Problem requirements
The result should be every line of the listing that holds the word "distant".

Source records
++++++++++++++++++++

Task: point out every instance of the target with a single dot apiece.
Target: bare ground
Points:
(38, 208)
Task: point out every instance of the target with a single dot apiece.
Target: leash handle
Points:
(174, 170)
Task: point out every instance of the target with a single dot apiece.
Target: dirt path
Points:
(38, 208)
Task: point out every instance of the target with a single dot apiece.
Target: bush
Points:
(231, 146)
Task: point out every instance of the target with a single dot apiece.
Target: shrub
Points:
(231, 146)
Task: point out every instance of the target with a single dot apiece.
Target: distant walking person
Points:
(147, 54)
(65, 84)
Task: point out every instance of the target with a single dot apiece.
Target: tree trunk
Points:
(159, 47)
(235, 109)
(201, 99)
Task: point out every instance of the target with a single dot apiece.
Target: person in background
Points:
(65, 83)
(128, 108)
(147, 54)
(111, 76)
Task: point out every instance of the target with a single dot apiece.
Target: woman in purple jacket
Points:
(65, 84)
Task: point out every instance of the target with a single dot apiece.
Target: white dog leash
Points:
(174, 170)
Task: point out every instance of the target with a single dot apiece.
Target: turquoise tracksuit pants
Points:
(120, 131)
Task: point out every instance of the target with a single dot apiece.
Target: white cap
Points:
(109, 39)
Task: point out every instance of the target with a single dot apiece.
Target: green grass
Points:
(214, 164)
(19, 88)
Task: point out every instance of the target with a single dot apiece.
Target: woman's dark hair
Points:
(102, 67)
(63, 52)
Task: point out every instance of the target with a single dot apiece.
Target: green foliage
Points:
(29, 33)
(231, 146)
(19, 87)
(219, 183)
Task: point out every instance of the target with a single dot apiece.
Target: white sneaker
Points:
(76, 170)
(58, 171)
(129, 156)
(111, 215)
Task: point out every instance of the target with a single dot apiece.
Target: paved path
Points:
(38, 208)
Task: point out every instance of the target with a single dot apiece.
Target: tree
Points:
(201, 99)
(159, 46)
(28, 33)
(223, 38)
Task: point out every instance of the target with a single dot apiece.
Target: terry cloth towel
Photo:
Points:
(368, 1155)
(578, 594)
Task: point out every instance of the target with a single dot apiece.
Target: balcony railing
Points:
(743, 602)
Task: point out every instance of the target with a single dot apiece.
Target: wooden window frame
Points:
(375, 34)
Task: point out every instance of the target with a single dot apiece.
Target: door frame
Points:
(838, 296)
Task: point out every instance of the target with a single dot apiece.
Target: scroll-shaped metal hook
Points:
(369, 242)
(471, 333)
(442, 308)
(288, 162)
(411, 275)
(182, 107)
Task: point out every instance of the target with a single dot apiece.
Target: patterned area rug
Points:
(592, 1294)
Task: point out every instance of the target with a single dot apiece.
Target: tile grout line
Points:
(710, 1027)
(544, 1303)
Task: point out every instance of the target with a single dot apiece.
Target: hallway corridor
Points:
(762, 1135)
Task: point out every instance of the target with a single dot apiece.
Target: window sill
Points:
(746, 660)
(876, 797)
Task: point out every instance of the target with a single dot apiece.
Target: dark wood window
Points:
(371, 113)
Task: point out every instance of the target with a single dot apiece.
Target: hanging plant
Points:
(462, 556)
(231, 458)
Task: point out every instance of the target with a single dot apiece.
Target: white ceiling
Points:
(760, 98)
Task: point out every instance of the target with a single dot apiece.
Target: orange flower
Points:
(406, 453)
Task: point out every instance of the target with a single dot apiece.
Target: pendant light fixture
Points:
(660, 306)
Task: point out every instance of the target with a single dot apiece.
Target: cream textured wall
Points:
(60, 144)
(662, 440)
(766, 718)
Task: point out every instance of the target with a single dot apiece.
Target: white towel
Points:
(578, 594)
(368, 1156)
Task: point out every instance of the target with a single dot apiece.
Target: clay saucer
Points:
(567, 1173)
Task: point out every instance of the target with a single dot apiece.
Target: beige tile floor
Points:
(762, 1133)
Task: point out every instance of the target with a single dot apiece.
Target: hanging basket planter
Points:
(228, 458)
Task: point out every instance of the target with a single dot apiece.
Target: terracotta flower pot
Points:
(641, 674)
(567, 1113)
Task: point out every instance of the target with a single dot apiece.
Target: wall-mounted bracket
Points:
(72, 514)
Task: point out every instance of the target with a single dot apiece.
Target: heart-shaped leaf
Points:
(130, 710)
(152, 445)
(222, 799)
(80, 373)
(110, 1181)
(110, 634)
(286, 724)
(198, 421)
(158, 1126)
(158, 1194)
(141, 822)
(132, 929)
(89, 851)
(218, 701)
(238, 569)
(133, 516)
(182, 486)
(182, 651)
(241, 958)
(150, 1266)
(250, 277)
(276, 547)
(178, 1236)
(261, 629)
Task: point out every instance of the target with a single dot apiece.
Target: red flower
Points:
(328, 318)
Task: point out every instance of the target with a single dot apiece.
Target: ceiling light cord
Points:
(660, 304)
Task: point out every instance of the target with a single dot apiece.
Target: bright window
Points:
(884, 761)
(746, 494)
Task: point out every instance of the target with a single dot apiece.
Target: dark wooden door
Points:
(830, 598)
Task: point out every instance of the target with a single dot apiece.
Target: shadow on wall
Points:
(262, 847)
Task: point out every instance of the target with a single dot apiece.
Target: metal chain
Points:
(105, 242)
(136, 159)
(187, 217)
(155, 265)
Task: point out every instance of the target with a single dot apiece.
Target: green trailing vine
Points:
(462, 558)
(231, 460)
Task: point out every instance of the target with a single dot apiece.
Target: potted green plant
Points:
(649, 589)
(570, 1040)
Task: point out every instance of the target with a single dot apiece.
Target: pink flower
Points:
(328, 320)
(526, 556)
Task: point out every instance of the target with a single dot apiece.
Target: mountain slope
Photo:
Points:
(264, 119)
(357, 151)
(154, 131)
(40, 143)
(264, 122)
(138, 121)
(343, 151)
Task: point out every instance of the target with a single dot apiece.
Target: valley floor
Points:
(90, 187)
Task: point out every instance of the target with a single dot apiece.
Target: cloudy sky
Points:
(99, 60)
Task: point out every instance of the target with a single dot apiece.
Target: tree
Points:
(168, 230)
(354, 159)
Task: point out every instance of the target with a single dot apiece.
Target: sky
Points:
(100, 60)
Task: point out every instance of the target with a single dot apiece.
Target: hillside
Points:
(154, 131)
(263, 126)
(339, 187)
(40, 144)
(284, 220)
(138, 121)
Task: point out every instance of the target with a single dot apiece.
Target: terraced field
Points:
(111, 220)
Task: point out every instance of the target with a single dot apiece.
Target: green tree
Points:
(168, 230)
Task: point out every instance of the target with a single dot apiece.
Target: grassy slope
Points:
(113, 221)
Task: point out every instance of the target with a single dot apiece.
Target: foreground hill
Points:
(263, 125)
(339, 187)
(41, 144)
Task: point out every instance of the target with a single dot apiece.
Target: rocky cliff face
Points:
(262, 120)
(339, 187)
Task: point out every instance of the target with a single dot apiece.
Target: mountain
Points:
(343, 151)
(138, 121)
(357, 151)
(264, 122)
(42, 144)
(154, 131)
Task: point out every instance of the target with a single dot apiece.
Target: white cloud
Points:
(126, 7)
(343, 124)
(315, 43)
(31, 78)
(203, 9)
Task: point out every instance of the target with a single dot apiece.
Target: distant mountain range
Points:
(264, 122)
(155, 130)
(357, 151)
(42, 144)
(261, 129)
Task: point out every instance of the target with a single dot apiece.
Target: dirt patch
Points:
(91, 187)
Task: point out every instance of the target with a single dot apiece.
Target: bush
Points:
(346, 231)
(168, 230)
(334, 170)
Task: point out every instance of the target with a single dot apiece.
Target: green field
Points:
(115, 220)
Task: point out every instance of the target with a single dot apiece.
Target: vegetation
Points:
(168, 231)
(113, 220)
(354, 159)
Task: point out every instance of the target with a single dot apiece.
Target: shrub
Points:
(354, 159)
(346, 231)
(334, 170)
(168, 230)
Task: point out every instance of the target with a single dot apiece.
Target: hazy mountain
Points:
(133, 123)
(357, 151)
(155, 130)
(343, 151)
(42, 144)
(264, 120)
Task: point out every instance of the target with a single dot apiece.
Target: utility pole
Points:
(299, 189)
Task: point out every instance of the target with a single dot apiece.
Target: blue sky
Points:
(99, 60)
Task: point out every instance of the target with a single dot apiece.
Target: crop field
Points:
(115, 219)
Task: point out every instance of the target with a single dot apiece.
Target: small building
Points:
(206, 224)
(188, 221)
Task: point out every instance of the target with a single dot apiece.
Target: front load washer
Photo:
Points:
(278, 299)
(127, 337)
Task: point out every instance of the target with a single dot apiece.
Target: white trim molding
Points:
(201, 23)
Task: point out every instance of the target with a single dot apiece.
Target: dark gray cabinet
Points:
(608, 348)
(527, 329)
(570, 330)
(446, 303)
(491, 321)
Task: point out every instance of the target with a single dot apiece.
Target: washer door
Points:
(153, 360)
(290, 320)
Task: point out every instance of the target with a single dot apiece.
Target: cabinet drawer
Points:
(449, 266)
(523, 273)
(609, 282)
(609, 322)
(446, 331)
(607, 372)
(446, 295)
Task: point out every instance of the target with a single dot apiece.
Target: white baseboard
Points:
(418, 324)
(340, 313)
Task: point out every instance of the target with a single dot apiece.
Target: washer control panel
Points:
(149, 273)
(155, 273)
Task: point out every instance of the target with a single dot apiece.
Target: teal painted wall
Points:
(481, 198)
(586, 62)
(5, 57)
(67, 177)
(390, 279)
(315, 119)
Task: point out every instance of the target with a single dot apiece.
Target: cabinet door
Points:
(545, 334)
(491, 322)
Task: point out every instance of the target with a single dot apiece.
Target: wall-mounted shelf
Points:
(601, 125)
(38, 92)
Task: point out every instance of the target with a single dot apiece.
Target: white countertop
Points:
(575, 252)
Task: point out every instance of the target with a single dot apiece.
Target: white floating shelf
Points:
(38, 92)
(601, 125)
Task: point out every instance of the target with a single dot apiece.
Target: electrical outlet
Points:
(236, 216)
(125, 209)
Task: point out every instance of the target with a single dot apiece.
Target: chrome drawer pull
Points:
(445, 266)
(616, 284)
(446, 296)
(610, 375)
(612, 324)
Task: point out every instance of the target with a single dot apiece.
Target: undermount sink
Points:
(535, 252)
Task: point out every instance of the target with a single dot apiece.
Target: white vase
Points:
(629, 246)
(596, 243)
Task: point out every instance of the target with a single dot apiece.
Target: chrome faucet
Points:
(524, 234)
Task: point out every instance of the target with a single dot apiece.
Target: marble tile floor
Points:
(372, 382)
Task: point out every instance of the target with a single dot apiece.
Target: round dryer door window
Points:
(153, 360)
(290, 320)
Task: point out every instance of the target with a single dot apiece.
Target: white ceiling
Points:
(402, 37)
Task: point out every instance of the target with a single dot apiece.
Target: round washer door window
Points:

++++++++++++++++++++

Answer to the problem
Target: distant walking person
Target: distant mountain range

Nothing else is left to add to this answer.